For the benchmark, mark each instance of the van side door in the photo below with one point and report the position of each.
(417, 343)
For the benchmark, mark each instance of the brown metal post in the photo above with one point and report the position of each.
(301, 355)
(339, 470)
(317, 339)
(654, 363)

++++

Copy the lines of the records word for word, starting at the line that contains "For the benchmark, mark each instance of the brown" and ending at the last line of the records.

_Final result_
For the benchmark, mark each instance of the brown metal post in the photo above with one point and report the position of each.
(301, 355)
(339, 470)
(317, 339)
(654, 363)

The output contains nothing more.